EXTRACTED TEXT »
While the High Court acknowledged that the matter required consideration in greater depth, the suit videos contained explicit material as included under Rule 3(2)(b) of the IT Rules 2021. Moreover, it recorded that whether the suit was maintainable or not, the maintainability question could wait for a later stage when the pleadings were completed, in view of the fact that the order in the Mundy Case was given in a writ petition, while the order in Zulfiqar Case was rendered in a suit. The Court further noted that the Court in Zulfiqar Case had taken cognizance of the impact of damaging publications on the personal and professional life of plaintiffs and had also taken steps to prevent further irreparable damage by stopping republication, an approach necessary for the irreparable damage that was constantly and instantly being caused to the plaintiff, since the suit videos portrayed her in a state of nudity.

DATASET ROWS »
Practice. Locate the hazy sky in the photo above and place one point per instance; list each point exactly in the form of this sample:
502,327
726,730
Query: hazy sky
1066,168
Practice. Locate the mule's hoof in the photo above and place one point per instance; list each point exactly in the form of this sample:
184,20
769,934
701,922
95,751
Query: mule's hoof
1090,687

* * *

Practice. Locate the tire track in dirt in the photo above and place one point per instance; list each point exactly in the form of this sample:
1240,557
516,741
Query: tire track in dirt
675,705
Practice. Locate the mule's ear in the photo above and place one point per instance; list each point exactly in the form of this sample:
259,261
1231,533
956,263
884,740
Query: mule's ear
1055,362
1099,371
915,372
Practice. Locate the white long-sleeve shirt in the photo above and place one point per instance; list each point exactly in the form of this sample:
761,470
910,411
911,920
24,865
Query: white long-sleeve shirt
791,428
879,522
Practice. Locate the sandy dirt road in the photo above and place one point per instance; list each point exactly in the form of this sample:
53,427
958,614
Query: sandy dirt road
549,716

THE TASKS »
**1)** In the court ruling text, what kind of proceeding was the Mundy Case order given in?
**2)** Carry on the court ruling text from its last sentence, keeping the same style.

IN RESPONSE »
**1)** A writ petition.

**2)**
HIGH COURT’S RTBF ORDER:

The High Court in the present case followed the view taken by its co-ordinate in Zulfiqar Case and observed that the “right to privacy” includes RTBF and “right to be left alone” as inherent aspects. It noted that plaintiff is all the more entitled to the right to privacy since it is the person of the plaintiff that is being exhibited in the present scenario. Moreover, the Court observed that, in view of the facts laid down before it, the plaintiff is entitled “to be left alone” and “to be forgotten” (i.e. RTBF is available). In terms of the anonymous calls received by plaintiff, the court noted that the plaintiff is entitled to right to privacy against such strangers as well. Moreover, as an interim measure, the High Court ordered the defendants to take down all such suit videos, footage, clip audio only from all the streaming platforms and halt the circulation of the same with immediate effect. The plaintiff was also permitted to use the order to any other electronic or digital platforms which were found distributing the suit videos or clips in any form.

CRITIQUE:

At the outset, we applaud the spirit in which the High Court order in the present case was made. There is no shadow of a doubt that the actions of the various defendants do infringe upon the privacy of the petitioner, as well as significantly impact her intrinsic dignity and autonomy from a moral and logical standpoint. However, there are few reasons why we find this High Court order flawed.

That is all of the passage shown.